Records from a data collection:

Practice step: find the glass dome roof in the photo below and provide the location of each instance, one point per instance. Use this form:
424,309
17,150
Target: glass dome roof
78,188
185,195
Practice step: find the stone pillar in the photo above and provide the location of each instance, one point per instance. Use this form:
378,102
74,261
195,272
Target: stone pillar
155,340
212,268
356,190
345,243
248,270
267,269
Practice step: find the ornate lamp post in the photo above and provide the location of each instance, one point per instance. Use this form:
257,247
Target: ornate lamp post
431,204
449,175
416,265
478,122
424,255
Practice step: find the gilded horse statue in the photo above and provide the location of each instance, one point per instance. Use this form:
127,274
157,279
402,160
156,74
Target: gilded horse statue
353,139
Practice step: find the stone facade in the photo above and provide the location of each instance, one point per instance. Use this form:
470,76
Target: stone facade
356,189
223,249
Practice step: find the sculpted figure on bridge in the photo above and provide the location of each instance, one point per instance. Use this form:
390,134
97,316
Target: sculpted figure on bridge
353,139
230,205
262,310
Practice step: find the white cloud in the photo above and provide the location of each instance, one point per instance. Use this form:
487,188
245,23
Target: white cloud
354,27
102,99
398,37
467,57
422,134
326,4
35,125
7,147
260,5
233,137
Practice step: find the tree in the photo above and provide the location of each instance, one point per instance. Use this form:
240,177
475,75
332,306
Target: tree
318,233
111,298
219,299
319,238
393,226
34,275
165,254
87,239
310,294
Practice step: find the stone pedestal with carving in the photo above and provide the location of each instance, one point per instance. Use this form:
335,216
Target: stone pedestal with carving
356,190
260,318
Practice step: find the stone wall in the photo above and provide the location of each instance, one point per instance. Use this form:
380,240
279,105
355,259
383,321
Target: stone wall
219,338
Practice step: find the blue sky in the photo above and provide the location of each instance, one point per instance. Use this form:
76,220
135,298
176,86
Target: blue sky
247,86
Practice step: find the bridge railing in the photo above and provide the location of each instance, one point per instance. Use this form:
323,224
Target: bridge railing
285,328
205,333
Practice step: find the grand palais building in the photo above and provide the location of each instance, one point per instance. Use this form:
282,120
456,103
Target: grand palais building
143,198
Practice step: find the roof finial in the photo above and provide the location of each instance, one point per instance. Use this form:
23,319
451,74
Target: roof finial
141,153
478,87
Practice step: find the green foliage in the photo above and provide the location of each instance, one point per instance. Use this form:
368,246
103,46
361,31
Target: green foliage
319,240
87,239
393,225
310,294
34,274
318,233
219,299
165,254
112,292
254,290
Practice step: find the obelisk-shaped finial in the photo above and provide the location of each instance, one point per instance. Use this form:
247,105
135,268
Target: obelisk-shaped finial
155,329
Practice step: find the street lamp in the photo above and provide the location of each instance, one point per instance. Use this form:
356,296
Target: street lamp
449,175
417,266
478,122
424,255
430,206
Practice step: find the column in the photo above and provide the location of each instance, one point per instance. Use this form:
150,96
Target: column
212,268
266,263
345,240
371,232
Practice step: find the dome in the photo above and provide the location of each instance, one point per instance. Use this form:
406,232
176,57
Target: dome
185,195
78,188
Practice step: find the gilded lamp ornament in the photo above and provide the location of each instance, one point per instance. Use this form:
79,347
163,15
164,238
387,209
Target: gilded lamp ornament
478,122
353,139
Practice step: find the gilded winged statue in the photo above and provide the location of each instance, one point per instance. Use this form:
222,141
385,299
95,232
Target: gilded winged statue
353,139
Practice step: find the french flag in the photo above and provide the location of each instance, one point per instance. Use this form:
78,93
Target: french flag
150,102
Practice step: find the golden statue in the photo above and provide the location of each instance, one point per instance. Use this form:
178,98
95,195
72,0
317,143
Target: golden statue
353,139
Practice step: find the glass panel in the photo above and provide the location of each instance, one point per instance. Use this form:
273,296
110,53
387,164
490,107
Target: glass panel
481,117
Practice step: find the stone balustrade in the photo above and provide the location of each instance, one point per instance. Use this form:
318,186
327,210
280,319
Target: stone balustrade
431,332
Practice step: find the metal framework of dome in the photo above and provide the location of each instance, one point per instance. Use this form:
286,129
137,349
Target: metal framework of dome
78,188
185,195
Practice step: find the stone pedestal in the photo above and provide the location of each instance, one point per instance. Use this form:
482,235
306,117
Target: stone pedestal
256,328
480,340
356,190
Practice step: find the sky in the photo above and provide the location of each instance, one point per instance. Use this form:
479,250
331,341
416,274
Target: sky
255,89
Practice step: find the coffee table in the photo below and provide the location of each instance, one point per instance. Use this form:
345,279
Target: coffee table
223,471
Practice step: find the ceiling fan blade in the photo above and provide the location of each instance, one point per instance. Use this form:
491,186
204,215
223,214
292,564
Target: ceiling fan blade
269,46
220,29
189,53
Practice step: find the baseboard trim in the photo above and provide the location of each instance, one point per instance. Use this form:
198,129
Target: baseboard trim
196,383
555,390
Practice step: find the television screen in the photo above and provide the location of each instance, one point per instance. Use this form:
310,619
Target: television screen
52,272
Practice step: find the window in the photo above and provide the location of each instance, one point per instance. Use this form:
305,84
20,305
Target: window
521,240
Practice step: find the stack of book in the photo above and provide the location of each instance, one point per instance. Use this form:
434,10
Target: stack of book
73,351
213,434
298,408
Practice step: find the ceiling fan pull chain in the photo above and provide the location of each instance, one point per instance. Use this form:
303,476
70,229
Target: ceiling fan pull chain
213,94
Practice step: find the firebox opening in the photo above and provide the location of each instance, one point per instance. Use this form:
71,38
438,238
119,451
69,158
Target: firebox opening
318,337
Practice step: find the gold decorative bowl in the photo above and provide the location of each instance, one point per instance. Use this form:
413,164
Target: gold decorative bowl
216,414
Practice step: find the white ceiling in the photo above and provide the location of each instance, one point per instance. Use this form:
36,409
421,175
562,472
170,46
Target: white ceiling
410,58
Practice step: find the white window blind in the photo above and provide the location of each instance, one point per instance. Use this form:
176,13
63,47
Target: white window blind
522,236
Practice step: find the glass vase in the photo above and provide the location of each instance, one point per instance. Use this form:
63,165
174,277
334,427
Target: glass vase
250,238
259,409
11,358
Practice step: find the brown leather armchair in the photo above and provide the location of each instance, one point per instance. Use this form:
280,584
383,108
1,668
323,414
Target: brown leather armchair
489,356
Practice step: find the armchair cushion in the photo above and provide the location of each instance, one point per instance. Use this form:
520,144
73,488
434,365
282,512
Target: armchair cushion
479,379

§ **Instructions to follow**:
Answer with the number alone after working out how many lines in the records contain the string "below".

§ **Expected answer**:
2